Every line below should be repeated exactly.

[[ Data extract open ]]

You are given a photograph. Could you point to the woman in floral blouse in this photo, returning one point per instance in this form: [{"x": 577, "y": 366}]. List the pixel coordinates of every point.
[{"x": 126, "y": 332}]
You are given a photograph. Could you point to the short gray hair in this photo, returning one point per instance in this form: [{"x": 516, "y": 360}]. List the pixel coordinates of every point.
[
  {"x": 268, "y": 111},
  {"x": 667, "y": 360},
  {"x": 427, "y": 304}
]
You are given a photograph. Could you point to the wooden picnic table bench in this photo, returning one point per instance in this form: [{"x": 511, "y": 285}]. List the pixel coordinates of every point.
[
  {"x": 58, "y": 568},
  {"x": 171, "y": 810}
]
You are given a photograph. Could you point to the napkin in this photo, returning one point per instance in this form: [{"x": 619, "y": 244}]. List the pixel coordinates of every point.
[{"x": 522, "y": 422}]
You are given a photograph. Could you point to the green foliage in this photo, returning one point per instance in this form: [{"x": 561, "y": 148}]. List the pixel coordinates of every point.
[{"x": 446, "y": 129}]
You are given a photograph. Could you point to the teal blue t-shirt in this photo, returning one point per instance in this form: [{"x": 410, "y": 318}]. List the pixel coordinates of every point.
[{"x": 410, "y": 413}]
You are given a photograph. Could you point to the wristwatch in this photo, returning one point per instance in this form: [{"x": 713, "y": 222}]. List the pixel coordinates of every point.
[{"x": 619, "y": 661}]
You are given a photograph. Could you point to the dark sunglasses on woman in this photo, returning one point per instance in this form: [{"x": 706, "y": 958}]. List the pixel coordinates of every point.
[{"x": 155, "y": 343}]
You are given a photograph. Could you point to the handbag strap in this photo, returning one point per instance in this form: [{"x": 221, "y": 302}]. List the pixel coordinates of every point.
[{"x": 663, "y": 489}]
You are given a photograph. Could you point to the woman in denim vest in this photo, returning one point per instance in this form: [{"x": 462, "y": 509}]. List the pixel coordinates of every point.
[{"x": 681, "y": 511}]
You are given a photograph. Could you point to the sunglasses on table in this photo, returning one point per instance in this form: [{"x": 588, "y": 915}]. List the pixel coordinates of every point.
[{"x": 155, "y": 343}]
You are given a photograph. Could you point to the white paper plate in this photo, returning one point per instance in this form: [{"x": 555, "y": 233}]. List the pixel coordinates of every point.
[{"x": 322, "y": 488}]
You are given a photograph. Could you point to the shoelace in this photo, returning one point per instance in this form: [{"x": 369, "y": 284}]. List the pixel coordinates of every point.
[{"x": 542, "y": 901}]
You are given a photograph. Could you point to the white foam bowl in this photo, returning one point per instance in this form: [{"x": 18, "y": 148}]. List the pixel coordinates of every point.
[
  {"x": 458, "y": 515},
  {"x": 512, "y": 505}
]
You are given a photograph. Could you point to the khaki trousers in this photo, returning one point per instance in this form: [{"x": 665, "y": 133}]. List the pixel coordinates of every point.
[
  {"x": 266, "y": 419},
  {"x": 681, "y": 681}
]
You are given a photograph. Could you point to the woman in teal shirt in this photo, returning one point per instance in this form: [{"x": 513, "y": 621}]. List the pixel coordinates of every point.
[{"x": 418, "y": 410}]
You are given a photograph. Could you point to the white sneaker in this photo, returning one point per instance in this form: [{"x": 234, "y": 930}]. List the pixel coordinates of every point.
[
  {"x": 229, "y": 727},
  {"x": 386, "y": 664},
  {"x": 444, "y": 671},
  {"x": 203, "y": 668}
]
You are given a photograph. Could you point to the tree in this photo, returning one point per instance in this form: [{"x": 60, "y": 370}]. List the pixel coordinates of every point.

[[ Data extract closed ]]

Task solution —
You are given a photograph. Could you point to the woman in floral blouse in this photo, returning one point per instance in this form: [{"x": 577, "y": 366}]. List the pixel coordinates of every point.
[{"x": 126, "y": 332}]
You are given a photograph. Could you point to the short gray hair in this photo, returning one point per instance in this form: [{"x": 516, "y": 360}]. List the pixel coordinates of every point.
[
  {"x": 268, "y": 111},
  {"x": 667, "y": 360},
  {"x": 427, "y": 304}
]
You are given a photograph. Could you point to the wooden picnic table bench in this photo, returning one point per instance in this form: [{"x": 511, "y": 285}]. List the pixel coordinates of every point.
[
  {"x": 58, "y": 568},
  {"x": 171, "y": 810}
]
You are given a photograph. Could you point to the napkin in this photo, returning one point per instance in this form: [{"x": 619, "y": 244}]. List the pixel coordinates of every point.
[{"x": 522, "y": 422}]
You are given a photograph. Could you point to the green foliage in this photo, returning one point per instance in this form: [{"x": 561, "y": 148}]. List the pixel coordinates of every point.
[{"x": 446, "y": 129}]
You are given a photograph. Could you point to the teal blue t-shirt in this photo, returning one point per instance in this form: [{"x": 410, "y": 318}]. List the pixel coordinates of every point.
[{"x": 410, "y": 413}]
You are given a photograph. Could you point to the wristwatch in this photo, returning one point per instance in this form: [{"x": 713, "y": 222}]. List the pixel coordinates of every point.
[{"x": 619, "y": 661}]
You are given a photograph. Could you point to the dark sunglasses on woman in this photo, returning one point per instance in this form: [{"x": 706, "y": 958}]. List the pixel coordinates of every point.
[{"x": 155, "y": 343}]
You are given a photograph. Could you point to the handbag strap in this photo, returning one point per instance in this form: [{"x": 221, "y": 302}]. List the pixel coordinates of every point.
[{"x": 663, "y": 489}]
You are given a photograph. Could you point to the woman in denim vest in this photo, returning one point per instance in this form: [{"x": 462, "y": 509}]. List the pixel coordinates of every point.
[{"x": 681, "y": 511}]
You are given a photograph. Could you point to the sunglasses on table in this photo, returning one point per instance in this form: [{"x": 588, "y": 915}]. List the pixel coordinates of every point.
[{"x": 155, "y": 343}]
You are given a photograph. Could you point to the white paper plate in this photo, returning one point per instance in this form: [{"x": 555, "y": 233}]. List the pixel coordinates of every point.
[{"x": 322, "y": 488}]
You are given a photograph. Could you point to the shoelace in this photo, returning one point per instance in this form: [{"x": 369, "y": 284}]. List the pixel coordinates of every point.
[{"x": 542, "y": 901}]
You are given a photograph. Could you point to the white foam bowl in this photo, returning one point per instance in this form: [{"x": 18, "y": 148}]. List the pixel coordinates of every point.
[
  {"x": 458, "y": 515},
  {"x": 512, "y": 505}
]
You are given a photograph. Could you point to the khaki trousers in this photo, returning one point per instance in this form: [{"x": 665, "y": 133}]. List the pixel coordinates of every point.
[
  {"x": 266, "y": 419},
  {"x": 681, "y": 681}
]
You are given a photograph. Could you point to the woman in teal shirt in this photo, returning one point per instance in this form: [{"x": 513, "y": 621}]. List the pixel coordinates of every point.
[{"x": 418, "y": 410}]
You are given a photograph. Could you point to the white sneaker in this photo, returning one point per instance in this form: [{"x": 234, "y": 930}]. List the pixel coordinates of every point.
[
  {"x": 229, "y": 727},
  {"x": 386, "y": 664},
  {"x": 444, "y": 671},
  {"x": 203, "y": 668}
]
You are given a photograph. Could you point to the tree in this photo, returning one point per instance in this form: [{"x": 60, "y": 370}]. List the pixel coordinates of every point.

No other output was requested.